Recast every line of the items below as a numbered list, and leave out any blank lines.

A block of data

⁂

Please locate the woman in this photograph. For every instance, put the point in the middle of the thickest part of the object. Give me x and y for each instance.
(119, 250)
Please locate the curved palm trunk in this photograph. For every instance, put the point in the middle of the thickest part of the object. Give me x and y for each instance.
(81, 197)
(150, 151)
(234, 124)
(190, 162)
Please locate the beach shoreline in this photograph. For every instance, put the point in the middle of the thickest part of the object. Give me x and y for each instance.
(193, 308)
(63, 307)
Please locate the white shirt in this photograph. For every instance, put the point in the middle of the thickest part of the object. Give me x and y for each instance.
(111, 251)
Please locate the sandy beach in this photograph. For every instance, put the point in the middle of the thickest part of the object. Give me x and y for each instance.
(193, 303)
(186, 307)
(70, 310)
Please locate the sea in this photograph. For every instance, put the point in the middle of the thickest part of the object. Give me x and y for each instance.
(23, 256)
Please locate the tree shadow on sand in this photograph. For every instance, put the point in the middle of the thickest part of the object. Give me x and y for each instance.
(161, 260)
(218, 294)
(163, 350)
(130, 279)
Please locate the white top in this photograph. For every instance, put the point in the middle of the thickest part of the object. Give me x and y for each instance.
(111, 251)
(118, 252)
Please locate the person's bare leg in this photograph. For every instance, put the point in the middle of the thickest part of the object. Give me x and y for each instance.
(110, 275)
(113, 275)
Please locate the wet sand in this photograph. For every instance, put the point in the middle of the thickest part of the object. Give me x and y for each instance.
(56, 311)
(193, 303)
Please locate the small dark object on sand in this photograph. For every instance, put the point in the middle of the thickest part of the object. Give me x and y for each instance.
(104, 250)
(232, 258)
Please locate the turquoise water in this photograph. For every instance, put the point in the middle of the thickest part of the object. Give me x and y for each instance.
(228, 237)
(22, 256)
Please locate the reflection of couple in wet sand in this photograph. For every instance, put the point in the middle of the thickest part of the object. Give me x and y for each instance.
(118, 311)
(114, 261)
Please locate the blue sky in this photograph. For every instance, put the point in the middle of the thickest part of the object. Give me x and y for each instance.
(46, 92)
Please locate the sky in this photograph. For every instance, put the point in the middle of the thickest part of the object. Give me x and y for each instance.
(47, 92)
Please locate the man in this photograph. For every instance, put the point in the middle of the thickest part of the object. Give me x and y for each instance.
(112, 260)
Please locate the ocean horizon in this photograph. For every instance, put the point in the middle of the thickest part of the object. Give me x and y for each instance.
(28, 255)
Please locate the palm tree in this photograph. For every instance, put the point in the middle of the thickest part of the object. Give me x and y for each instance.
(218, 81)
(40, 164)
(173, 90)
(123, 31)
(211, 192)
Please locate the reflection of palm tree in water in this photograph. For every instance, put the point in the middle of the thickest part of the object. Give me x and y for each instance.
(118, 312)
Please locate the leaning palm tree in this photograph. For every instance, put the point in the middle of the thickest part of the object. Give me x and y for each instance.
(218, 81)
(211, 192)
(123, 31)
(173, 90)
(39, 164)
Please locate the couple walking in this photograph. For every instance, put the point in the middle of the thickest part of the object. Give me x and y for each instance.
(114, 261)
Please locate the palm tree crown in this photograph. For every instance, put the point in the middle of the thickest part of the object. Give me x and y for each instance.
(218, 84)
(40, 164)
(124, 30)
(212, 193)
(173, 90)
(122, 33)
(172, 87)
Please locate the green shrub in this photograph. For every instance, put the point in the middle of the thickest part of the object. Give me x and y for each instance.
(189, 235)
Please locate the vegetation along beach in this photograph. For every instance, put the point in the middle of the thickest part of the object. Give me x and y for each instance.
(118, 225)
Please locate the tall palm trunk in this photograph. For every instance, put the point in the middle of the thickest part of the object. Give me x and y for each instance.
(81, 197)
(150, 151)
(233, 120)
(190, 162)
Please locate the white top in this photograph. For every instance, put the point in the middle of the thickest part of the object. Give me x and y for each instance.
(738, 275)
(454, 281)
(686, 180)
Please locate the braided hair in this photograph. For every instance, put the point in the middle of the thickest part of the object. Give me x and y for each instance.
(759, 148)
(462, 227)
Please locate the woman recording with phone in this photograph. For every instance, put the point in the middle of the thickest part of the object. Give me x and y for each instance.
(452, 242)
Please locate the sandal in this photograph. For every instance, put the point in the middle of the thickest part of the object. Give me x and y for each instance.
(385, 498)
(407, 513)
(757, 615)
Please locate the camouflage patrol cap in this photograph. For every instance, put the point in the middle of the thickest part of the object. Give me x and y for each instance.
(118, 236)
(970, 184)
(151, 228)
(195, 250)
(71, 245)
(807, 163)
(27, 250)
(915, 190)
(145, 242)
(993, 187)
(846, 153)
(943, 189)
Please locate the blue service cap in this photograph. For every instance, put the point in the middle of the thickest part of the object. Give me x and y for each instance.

⁂

*Written response*.
1. Please locate the woman in this photograph. For every instance, put the point in the middle of the thickest part of the object. Give me x and y for each instance.
2. (119, 250)
3. Please locate the curved palm trunk in this photograph. For every instance, put the point in the middle of the thickest part of the object. Give me x and y for each instance.
4. (81, 197)
5. (150, 151)
6. (234, 124)
7. (190, 162)
8. Please locate the beach shoreline in this photograph. For every instance, put the point in the middle of the thickest part of the object. Give me x and y for each instance.
9. (193, 308)
10. (63, 307)
11. Please locate the white shirt in this photograph. For every instance, put the point in the middle of the thickest part of the object. Give me x and y for each instance.
12. (111, 251)
13. Please locate the sandy beach in this photograph. For every instance, put the point in the middle of the thickest part of the object. Give me x and y for each instance.
14. (193, 303)
15. (186, 307)
16. (70, 310)
17. Please locate the sea in this photograph. For every instance, put the point in the middle of the thickest part of the object. Give me x and y for each instance.
18. (23, 256)
19. Please locate the tree shadow on sand in this photograph. For every instance, put the point in the middle of the thickest part of the object. Give me x and y for each instance.
20. (161, 260)
21. (218, 294)
22. (163, 350)
23. (130, 279)
24. Please locate the white top in this photograph. For every instance, put the point in the middle of the thickest part of the object. Give me x and y for each instance.
25. (111, 251)
26. (118, 252)
27. Please locate the person's bare leg in this photograph. For every instance, put the point in the middle of the thickest part of the object. Give me x and y for each instance.
28. (110, 275)
29. (113, 275)
30. Please locate the wet sand in this photograph. For every instance, put the point in the middle of the thickest part of the object. Give me x and y for each instance.
31. (56, 311)
32. (193, 303)
33. Please locate the small dark object on sand in this photograph. For every instance, put the point in the middle of the thickest part of the object. Give me x and y for each instance.
34. (104, 250)
35. (232, 258)
36. Please locate the turquoise water in this photograph. For every instance, put the point in the middle of the thickest part of the object. Give me x and y for each instance.
37. (228, 237)
38. (22, 256)
39. Please locate the reflection of couple in wet sand in this photograph. For every instance, put the point in the middle of the thickest part of the object. Give me x and y for each instance.
40. (118, 311)
41. (114, 261)
42. Please locate the blue sky in this photograph. For every instance, put the point in the middle of the thickest part of the object. Give me x and y for each instance.
43. (46, 92)
44. Please locate the sky in this photograph. For every instance, put the point in the middle of the thickest part of the object. Give me x and y for each instance.
45. (47, 92)
46. Please locate the man in this photograph. For every instance, put the point in the middle of the thickest part of the object. Give me x and y for each instance.
47. (112, 260)
48. Please locate the ocean horizon in this photograph. For every instance, put the point in the middle of the thickest part of the object. Give me x and y for each instance.
49. (28, 255)
50. Please locate the palm tree in this photograph. For every instance, put the point in the middle of the thickest part of the object. Give me x and y for each instance.
51. (218, 81)
52. (40, 164)
53. (173, 90)
54. (123, 31)
55. (211, 192)
56. Please locate the reflection of palm tree in water in this photograph. For every instance, put the point in the middle of the thickest part of the object. Give me x and y for each instance.
57. (118, 312)
58. Please locate the leaning palm tree in this photograph. For every instance, put the point in the middle of the thickest part of the object. Give me x and y for each instance.
59. (218, 81)
60. (211, 192)
61. (123, 31)
62. (173, 90)
63. (39, 164)
64. Please locate the couple walking in this photograph. For every instance, put the point in the middle of the thickest part of the object. Give me x and y for each instance.
65. (114, 261)
66. Please locate the palm tree crown in this photograph. For every instance, put the point in the middle of the thickest part of the object. Give me x and y for each instance.
67. (218, 84)
68. (40, 164)
69. (124, 30)
70. (212, 193)
71. (173, 90)
72. (122, 33)
73. (172, 87)
74. Please locate the green shrub in this photograph. For every instance, put the point in the middle of the thickest part of the object. Give me x and y for each instance.
75. (189, 235)
76. Please locate the vegetation along beach in this photograph. For every instance, put the point in the middle of the thickest part of the object. Give me x and y for each instance.
77. (118, 225)
78. Please locate the tall palm trunk in this photograph. For every instance, put the point in the middle of the thickest part of the object. Give me x and y for each instance.
79. (81, 197)
80. (150, 151)
81. (233, 120)
82. (190, 162)
83. Please locate the white top in this photograph. For every instance, put the point in the middle of the thickest part of the object. Give me x and y for each instance.
84. (738, 275)
85. (454, 281)
86. (686, 180)
87. Please locate the braided hair in this photograph. For every instance, put the point in the middle of the thickest part of the object. Give me x and y for each instance.
88. (759, 148)
89. (462, 227)
90. Please locate the woman recording with phone in this photograph. For every instance, put the point in the middle of the thickest part of the object. Give me x and y for each instance.
91. (452, 242)
92. Please locate the sandal in this photograph. For every instance, put the point in the middle of the thickest part of the object. Give me x and y for each instance.
93. (385, 498)
94. (407, 513)
95. (757, 615)
96. Please locate the camouflage patrol cap in this photograph. For every instance, put the point in the middle of the thickest part of the object. Give me x and y for each instance.
97. (118, 236)
98. (970, 184)
99. (151, 228)
100. (195, 250)
101. (71, 245)
102. (807, 163)
103. (27, 250)
104. (915, 190)
105. (145, 242)
106. (993, 187)
107. (846, 153)
108. (943, 189)
109. Please locate the blue service cap in this photograph. For every instance, put the point in the middle of the thickest part of the object. Give me x and y for each instance.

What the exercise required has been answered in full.